== Text section

TP13. Urban Decay – A Permanent Solution
The Problem – Almost every city in Britain is disfigured by areas of idle, ugly wasteland.
Why do we have these blots on our city landscapes? Is this land just surplus to requirements? Surely not, since office rents and the selling price of houses remain high in urban areas even in times of slump. Why do developers not rush in to build on these empty sites and take advantage of the market? How has it come about that in crowded cities where there are large numbers of people needing offices and factories to work in, houses to live in, parks, swimming pools, pubs and theatres to play in, land is wasted and left empty?
Change is of course natural and inevitable in the economic life of a community. Certain industries, like the cotton industry in Lancashire, and the woollen industry of Yorkshire and a great deal of industry in Scotland and Wales fall into decline; passenger shipping is replaced by air travel and busy ports fall into disuse; urban sprawl can make an inner city area less convenient for trade because its roads are inadequate for an increased volume of traffic. For reasons like these, factories, warehouses, customs houses, shops may become redundant. But economic change does not explain why these redundant buildings are not converted to other uses or pulled down for others to build something new in their place. Nor does it explain why empty sites are left to decay and become a magnet for vandalism and crime.
How does it happen?
The main reasons for this waste and neglect of inner-city spaces are land price inflation and land hoarding. When population is growing and industry expanding, land is greatly in demand and prices rise rapidly. Seeing this, owners of land hold on to it as an ‘investment’ for the future, waiting for its price to rise still further before they sell or rent. This action increases the scarcity and inflates the price. Anticipating a need for building land in the future, both commercial firms and local authorities acquire or hold on to land they may not need for many years because they believe that when they do need it, its price will have soared and be prohibitive to buy. This too contributes to the scarcity of available land and thus increases the price.
In times of inflation, people acquire land as protection against loss when money is losing its value. Even in times of recession, those with the means to do so buy land as the most secure of possessions; it cannot be destroyed and in time it is bound to be in high demand again, for land is a limited resource. No one can respond to increasing demand for land by producing more of it, and no human activity can go on without it. Waste land represents an opportunIty for employment forgone.
Land close to the heart of a city tends to retain a high value even when derelict. When a high outlay for reclamation has to be added to a high price for buying or renting the land, it becomes a serious discouragement to potential developers as they weigh up the cost and the opportunities involved in the regeneration of derelict land.

====
== Extracted material

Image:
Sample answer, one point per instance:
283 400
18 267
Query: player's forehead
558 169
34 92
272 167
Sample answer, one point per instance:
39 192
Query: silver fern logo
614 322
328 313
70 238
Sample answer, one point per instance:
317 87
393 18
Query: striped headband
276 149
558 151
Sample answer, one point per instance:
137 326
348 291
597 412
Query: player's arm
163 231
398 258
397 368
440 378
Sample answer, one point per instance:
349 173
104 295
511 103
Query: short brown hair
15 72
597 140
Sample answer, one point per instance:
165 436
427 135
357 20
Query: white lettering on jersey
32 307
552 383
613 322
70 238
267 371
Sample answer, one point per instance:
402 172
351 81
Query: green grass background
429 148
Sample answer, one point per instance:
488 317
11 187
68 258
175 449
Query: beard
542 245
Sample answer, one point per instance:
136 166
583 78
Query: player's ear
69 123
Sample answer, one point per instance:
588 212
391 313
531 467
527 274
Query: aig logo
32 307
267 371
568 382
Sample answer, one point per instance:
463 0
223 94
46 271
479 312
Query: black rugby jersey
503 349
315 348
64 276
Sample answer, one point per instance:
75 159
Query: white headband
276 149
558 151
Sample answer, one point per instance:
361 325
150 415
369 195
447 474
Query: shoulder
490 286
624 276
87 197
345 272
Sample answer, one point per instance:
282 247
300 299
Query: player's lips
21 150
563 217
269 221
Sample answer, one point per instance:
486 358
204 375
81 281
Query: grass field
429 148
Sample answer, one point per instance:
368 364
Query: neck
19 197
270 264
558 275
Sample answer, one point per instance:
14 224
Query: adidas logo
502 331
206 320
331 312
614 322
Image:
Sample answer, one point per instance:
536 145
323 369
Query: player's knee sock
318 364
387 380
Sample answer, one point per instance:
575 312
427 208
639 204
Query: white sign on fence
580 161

====

Exercise instructions ▸
List every kind of building that the text on urban decay says may become redundant because of economic change.

Solution for this task ▸
Factories, warehouses, customs houses, shops